== Input rows ==

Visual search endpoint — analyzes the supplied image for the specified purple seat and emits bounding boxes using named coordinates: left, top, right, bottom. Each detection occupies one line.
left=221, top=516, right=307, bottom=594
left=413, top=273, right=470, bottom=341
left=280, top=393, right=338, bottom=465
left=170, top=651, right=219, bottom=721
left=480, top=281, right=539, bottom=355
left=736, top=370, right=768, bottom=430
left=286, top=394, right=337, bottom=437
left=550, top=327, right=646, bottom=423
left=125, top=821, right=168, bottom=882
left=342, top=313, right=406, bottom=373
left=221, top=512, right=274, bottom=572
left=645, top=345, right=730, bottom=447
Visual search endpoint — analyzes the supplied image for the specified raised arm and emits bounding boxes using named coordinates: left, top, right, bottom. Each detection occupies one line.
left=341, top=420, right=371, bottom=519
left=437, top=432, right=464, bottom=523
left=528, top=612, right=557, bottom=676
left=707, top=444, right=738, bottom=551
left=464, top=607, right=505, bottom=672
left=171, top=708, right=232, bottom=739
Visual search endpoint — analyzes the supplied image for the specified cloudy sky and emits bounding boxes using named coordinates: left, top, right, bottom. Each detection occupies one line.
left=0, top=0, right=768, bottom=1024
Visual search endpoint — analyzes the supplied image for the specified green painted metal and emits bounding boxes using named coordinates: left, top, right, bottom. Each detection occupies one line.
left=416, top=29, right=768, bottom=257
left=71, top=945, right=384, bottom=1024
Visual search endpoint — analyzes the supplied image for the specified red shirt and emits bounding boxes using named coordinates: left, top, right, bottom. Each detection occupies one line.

== Requirement ==
Please rewrite the records from their start through the line containing "left=221, top=516, right=307, bottom=594", putting "orange seat" in place of "purple seat" and leaving everything else unchanged. Give back only those lines.

== Written answer ==
Visual search endpoint — analyzes the supplied image for the specified orange seat and emits bounding boxes using named coordinates: left, top, right, bottom. Each detection occupies one line.
left=221, top=516, right=307, bottom=594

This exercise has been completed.